## BEGIN

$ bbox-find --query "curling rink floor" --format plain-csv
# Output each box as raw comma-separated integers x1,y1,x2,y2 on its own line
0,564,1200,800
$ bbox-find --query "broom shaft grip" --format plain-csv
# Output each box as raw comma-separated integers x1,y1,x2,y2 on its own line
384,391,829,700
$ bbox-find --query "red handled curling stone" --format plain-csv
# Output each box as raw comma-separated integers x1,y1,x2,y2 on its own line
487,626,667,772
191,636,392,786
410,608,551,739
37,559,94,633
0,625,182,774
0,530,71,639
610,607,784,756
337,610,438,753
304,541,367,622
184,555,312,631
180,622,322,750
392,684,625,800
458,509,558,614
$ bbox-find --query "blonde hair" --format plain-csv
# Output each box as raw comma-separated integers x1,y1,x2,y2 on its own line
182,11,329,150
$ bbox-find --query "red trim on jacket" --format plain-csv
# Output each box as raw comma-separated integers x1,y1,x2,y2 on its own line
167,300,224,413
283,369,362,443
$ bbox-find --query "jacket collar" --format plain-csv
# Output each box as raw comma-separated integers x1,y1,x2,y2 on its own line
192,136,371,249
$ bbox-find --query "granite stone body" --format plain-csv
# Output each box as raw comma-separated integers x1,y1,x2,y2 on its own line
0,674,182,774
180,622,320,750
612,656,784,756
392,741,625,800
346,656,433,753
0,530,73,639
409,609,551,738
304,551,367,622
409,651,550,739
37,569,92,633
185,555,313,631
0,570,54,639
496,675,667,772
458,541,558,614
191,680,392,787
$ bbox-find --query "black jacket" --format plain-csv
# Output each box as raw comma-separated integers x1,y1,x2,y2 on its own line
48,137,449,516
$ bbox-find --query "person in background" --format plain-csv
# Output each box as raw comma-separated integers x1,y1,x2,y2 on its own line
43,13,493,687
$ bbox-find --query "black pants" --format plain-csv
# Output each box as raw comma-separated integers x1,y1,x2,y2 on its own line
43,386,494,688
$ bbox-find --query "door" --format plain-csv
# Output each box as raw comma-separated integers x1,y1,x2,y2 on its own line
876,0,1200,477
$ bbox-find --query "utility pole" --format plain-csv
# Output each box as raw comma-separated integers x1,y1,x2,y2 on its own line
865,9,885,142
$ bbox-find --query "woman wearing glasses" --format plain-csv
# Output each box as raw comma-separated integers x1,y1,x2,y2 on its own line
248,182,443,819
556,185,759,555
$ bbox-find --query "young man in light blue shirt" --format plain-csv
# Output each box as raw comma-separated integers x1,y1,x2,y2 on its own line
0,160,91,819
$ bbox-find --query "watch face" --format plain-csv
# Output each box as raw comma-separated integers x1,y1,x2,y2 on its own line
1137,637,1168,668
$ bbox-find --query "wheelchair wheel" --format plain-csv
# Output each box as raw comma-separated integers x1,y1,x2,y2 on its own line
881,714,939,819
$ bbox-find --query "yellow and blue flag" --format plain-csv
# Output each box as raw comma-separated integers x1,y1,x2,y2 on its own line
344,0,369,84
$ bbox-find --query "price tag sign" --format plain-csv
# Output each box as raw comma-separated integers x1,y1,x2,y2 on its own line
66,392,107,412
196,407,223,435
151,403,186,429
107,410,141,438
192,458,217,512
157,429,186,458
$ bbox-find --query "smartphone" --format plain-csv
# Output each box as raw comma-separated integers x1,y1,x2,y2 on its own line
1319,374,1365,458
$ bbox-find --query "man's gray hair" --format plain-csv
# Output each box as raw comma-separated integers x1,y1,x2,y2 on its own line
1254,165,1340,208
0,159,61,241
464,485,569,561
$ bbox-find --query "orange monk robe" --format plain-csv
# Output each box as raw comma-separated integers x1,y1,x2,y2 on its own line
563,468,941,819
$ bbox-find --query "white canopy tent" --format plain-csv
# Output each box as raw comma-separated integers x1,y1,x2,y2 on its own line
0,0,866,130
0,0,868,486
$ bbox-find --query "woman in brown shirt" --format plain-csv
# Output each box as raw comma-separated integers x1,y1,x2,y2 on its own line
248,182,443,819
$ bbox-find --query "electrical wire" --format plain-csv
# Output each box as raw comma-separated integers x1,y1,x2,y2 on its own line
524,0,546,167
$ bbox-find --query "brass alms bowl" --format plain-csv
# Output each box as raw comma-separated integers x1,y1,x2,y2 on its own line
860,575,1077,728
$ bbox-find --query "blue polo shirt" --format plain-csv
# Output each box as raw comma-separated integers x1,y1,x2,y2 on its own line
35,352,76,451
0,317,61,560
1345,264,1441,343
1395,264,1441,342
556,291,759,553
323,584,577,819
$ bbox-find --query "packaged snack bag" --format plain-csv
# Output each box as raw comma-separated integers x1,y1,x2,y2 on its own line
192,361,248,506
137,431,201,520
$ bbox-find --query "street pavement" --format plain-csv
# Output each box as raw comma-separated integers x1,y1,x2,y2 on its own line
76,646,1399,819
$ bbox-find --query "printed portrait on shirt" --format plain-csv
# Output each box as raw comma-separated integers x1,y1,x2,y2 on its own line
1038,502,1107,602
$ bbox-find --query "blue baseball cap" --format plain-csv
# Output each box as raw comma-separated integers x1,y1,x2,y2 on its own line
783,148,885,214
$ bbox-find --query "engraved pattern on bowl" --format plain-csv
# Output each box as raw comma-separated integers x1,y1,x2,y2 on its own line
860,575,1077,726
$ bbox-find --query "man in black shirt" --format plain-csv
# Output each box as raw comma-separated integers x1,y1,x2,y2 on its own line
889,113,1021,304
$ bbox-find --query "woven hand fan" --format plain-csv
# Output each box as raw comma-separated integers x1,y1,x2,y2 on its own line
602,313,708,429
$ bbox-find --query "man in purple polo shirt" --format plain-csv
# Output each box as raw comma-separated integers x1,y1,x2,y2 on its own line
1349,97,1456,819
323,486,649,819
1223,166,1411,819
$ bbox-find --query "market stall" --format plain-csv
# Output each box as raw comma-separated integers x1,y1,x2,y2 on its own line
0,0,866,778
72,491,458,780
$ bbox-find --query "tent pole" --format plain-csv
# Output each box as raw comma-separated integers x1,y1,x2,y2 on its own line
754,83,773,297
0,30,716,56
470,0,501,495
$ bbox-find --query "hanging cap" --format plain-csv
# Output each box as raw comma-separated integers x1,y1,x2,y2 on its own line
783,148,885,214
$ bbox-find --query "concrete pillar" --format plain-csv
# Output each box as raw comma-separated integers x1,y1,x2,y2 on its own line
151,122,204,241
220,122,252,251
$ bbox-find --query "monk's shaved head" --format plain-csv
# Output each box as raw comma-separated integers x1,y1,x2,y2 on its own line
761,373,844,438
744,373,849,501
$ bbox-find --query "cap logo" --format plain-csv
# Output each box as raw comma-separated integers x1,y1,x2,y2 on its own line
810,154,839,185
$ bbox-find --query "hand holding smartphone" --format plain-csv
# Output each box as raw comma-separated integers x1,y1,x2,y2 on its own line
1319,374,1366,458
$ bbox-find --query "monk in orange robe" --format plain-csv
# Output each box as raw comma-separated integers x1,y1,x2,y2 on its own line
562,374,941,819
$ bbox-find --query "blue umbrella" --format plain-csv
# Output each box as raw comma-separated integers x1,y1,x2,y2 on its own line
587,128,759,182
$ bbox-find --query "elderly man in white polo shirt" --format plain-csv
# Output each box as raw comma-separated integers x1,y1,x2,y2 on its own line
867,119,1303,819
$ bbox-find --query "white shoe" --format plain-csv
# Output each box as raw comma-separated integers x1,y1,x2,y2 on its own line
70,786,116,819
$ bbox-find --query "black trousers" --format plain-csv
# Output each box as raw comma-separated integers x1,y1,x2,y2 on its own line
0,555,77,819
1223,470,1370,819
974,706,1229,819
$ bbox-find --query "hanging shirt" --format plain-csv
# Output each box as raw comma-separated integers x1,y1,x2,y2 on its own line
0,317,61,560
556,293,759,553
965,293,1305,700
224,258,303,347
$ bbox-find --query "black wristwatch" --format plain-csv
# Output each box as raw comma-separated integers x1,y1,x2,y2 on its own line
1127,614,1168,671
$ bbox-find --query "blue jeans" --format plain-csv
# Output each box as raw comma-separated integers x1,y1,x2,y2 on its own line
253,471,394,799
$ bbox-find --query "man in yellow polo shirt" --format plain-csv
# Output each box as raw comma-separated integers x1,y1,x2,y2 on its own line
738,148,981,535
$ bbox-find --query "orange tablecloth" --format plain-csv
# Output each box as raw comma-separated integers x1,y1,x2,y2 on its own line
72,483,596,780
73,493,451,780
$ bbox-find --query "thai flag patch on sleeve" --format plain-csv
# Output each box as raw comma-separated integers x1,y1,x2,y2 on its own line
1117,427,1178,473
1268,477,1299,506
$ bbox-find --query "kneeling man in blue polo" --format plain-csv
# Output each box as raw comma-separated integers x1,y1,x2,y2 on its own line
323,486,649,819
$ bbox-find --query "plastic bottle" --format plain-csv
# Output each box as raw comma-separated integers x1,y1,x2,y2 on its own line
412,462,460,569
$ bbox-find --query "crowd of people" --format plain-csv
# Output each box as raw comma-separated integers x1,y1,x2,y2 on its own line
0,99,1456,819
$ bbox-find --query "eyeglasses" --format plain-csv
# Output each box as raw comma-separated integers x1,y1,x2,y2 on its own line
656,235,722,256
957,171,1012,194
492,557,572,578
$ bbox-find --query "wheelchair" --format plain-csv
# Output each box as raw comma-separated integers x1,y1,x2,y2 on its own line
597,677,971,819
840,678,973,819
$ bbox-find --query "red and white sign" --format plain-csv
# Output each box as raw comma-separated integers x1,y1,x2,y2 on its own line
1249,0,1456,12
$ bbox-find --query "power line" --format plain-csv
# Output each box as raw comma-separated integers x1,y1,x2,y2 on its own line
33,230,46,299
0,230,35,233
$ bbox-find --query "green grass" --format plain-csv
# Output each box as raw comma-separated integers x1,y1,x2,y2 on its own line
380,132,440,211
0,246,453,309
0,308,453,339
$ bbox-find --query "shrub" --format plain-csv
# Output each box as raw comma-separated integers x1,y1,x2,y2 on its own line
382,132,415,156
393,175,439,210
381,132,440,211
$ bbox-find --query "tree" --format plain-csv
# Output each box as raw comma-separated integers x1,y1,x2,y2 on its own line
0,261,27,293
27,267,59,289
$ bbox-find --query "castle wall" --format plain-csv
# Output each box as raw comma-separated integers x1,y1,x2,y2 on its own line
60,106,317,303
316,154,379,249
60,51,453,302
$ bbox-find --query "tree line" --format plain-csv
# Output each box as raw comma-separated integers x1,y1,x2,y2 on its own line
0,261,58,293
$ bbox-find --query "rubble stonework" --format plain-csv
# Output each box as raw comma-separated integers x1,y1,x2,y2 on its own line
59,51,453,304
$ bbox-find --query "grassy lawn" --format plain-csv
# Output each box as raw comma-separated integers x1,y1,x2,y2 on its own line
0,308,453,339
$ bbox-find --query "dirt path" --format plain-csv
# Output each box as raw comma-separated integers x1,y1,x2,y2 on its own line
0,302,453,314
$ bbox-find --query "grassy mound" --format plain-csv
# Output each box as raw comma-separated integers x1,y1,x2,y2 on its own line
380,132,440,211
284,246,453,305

## END

GIVEN PROBLEM
State how many lines of the material above contain the string "white", with case counting, and give only the number.

REPLY
4